§ **Your task**
Entries follow. Return each line that contains the word "below".

§ **Material for this exercise**
• • • • •

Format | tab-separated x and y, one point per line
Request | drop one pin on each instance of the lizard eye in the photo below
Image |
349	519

• • • • •

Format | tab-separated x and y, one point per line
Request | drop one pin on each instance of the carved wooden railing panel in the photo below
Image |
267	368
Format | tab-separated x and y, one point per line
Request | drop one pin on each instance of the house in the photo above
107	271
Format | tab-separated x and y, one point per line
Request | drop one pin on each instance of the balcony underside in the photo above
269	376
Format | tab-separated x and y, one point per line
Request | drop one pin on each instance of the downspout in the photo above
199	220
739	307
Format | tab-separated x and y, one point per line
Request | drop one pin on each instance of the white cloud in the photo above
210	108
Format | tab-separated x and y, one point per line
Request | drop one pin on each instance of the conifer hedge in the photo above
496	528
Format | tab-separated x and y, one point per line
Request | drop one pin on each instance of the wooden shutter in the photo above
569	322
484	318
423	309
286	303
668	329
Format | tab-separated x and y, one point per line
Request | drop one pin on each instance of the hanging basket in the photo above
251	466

• • • • •

§ **Solution to this problem**
Request | drop one pin on each instance of the lizard eye in the photo below
Request | drop one pin on each instance of the carved wooden railing panel in the photo below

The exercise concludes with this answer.